### TASK STATEMENT
In the passage about guitarist Tim Haes, what guitar did he buy with his entire savings?

### PASSAGE PROVIDED
The story of guitarist Tim Haes makes up the most uplifting, nay, the most inspiring chapter in the novel that is Neva Dinova. Hoes has struggled mightily to overcome both a sullied last name and near-crippling disability that has often made him the butt of ruthless taunts and catcalls.
"People would call out, 'Hey drunkie, been hitting the bottle?' or ''He's so drunk, he can't even walk straight,' or 'Look at that fat drunk kid' or 'See you in hell, Drunko,'" said Haes. "But I'm not drunk. I'm lame."
Adding fuel to the flames was the crippled lad's name. Haes was actually born Timberly Hoes XII.
"You've no doubt heard of the term 'hoser,' meaning loser or dork, but you may not know its origin. Its origin is me. I'm the original hoser. And hoes, as in 'damn, those is some fine looking hoes'? Me again. I'm the hoes. I couldn't take it anymore. I may be lame, but I do have some self-respect."
Showing the courage of a lion, albeit a sickly, crippled lion, Haes has kept a brave face in the midst of constant adversity.
"I decided early in life that I wasn't going to let people keep me down on account of my lame leg," said Haes. "Sure, I couldn't 'walk straight.' My shriveled white leg 'leaked pus' and 'smelled rotten.' Countless times, I'd awaken to my dog, Yoda, chewing on my 'open sores' and 'wrinkled flesh.' But none of that mattered to me. I had a dream and I wasn't going to let my 'withered, shrunken appendage' get in my way."
When Haes was eleven, the Shriners paid a visit to his home. Eight men emerged from eight tiny cars, their ruby fez hats gleaming in the sun, to present the bewildered young boy with the gift of a guitar. With tears in his eyes, Haes pledged that he would devote the rest of his life to playing music. Unfortunately, the guitar was stolen almost immediately by a roving band of street boys.
"The boys beat me up and took my guitar, but it didn't matter," said Haes, smiling fondly at the memory. "The minute the infection cleared up from where the boys had rubbed maggot-infested feces on my leg, I went out and spent my entire savings on a Peavy custom ten with deluxe humbuckers and a double whammy bar. My guitar made me feel normal, it gave me the confidence to hobble onto stage and let loose some hot licks. The rest, as they say, is history."

### SUPPLIED MATERIAL
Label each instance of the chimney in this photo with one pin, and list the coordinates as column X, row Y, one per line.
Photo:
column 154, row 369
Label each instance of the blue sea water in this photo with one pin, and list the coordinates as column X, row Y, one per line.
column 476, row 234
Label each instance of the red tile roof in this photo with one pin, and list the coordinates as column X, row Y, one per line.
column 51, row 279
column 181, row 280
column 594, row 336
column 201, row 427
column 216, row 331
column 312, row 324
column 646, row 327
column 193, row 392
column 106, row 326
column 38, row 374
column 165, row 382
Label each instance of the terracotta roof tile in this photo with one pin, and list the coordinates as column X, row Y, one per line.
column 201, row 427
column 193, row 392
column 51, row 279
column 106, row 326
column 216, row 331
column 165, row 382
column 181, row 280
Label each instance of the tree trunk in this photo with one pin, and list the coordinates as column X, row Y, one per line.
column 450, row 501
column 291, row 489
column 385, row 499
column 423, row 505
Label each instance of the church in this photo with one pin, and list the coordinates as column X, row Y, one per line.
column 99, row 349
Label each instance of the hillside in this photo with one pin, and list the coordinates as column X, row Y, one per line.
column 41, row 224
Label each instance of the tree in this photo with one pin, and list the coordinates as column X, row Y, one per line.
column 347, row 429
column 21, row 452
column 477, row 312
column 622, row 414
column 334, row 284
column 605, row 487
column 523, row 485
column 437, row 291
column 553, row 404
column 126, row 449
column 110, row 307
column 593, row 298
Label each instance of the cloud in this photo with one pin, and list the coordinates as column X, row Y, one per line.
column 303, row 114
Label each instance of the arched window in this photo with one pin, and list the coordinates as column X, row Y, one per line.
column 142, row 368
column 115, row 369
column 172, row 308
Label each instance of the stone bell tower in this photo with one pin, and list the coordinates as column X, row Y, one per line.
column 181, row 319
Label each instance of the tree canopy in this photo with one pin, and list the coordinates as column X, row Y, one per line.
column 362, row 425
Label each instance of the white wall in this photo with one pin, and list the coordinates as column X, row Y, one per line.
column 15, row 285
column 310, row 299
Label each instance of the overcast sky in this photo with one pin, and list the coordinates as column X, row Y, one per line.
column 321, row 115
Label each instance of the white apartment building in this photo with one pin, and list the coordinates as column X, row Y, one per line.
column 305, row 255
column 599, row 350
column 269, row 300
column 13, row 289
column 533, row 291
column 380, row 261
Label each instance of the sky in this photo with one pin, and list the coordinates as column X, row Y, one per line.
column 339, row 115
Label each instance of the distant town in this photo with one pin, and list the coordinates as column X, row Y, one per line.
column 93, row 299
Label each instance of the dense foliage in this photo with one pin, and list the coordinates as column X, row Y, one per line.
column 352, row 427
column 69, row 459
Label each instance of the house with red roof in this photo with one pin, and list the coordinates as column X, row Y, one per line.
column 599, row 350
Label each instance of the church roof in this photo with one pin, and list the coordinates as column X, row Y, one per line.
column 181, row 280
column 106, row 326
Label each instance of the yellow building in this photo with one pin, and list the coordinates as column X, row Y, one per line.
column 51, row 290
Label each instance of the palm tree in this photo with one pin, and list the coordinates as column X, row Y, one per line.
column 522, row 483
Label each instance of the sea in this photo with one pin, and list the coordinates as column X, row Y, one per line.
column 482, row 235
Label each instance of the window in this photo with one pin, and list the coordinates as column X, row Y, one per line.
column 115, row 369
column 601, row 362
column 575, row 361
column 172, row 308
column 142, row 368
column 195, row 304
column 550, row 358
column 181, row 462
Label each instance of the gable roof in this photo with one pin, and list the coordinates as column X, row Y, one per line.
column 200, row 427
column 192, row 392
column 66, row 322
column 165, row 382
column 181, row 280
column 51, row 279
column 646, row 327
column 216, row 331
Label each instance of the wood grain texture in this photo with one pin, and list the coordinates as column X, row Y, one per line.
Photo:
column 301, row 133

### EXPECTED ANSWER
A Peavy custom ten with deluxe humbuckers and a double whammy bar.